» **TASK INSTRUCTIONS**
Locate the word "above" in the entries below, then gather every line that holds it.

***** EXCERPTED DATA

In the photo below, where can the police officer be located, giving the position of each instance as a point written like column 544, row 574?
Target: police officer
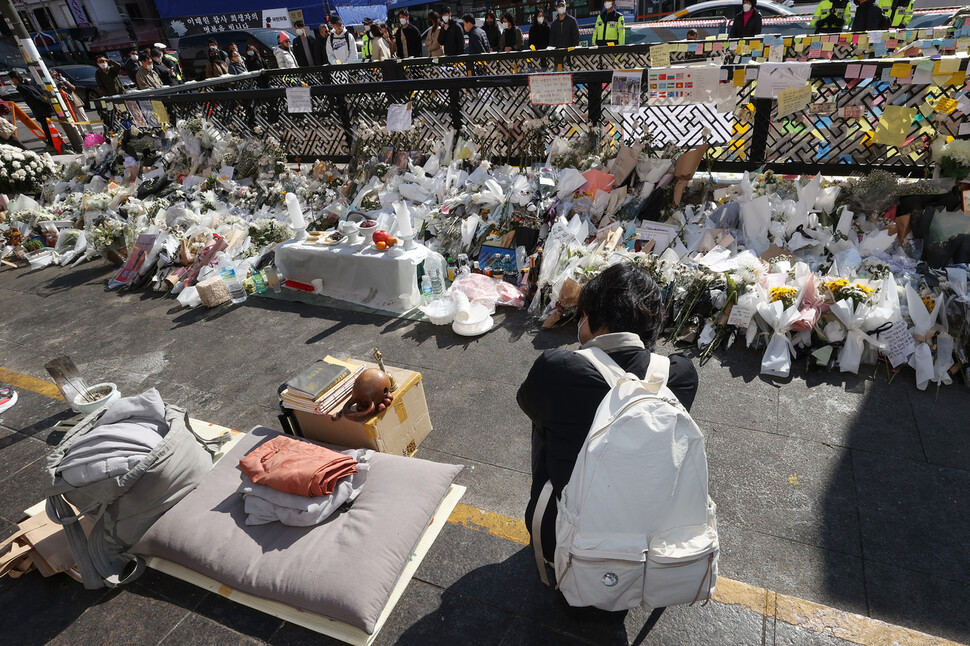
column 897, row 12
column 609, row 28
column 831, row 16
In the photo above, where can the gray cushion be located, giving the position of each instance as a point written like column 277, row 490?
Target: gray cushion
column 344, row 568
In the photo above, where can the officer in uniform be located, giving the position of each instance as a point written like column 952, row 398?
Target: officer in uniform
column 831, row 16
column 365, row 45
column 897, row 12
column 609, row 28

**********

» **RESPONSE BOX**
In the photo above, where can the gray cushion be located, giving the position of each instance as a point written like column 277, row 490?
In the photo above, where can the officer in uniform be located, giving the position of each instance as a point written like column 952, row 398?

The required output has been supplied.